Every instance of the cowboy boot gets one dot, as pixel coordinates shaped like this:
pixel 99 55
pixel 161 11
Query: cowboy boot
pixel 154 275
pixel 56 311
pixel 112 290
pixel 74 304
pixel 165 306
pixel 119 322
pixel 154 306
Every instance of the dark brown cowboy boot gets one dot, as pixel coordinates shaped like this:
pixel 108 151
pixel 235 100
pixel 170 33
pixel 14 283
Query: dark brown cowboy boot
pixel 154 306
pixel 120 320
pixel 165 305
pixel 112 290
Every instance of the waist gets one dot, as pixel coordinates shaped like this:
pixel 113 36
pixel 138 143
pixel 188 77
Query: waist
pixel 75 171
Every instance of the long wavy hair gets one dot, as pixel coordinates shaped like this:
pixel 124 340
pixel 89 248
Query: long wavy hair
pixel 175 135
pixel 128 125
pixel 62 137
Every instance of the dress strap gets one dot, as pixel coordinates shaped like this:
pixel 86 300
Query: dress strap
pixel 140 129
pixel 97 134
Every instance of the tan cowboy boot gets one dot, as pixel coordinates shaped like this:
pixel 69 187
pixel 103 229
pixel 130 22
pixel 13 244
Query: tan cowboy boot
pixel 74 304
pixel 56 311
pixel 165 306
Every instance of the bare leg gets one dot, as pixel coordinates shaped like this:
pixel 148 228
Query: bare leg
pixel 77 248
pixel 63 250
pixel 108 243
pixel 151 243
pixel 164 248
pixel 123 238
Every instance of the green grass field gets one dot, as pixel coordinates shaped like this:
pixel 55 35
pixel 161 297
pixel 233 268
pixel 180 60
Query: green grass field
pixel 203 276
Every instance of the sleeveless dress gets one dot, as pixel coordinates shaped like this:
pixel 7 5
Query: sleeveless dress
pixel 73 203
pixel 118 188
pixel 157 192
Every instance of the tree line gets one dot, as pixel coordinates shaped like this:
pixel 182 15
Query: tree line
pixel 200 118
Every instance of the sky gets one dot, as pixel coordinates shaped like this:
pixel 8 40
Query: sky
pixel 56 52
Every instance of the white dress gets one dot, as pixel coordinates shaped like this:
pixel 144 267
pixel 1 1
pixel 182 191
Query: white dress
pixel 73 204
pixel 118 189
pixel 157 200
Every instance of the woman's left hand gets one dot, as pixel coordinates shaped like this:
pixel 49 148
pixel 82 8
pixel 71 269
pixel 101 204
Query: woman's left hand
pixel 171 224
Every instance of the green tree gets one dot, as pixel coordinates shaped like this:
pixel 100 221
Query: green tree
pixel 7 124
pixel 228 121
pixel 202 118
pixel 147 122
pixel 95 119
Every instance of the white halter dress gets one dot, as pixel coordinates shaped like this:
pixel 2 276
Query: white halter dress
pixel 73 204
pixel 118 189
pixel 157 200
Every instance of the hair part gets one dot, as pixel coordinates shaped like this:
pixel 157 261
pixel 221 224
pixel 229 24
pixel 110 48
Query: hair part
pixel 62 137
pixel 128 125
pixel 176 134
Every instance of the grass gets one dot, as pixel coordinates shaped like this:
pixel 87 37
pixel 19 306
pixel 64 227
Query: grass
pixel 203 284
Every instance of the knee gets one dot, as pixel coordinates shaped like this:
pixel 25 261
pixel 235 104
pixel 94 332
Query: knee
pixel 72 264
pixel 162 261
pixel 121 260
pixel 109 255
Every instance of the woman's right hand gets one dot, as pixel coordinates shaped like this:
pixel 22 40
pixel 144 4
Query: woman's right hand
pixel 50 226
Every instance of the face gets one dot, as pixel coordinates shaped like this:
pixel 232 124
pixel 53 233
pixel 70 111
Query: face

+++++

REQUIRED ACTION —
An exact printout is needed of the lines from the one containing "Query: white halter dress" through the end of the listing above, both of those lines included, and nothing else.

SOLUTION BELOW —
Query: white halter dress
pixel 73 204
pixel 118 189
pixel 157 200
Every instance of the hair part gets one dot, as pixel coordinates shaped like this:
pixel 157 261
pixel 221 224
pixel 229 24
pixel 110 48
Query: hair part
pixel 62 137
pixel 128 125
pixel 176 134
Every instance of the grass gets one dot, as pixel coordinates shaped like this:
pixel 87 37
pixel 19 306
pixel 64 227
Query: grass
pixel 203 284
Every instance of the knee gets one dot, as pixel coordinates shaped like this:
pixel 25 261
pixel 235 104
pixel 94 332
Query: knee
pixel 72 264
pixel 162 261
pixel 121 260
pixel 109 255
Every instance of the woman's right hand gets one dot, as pixel coordinates shaped like this:
pixel 22 40
pixel 144 4
Query: woman's right hand
pixel 50 226
Every instance of the face gets one dot, as pixel coordinates shaped like this:
pixel 232 124
pixel 53 233
pixel 70 111
Query: face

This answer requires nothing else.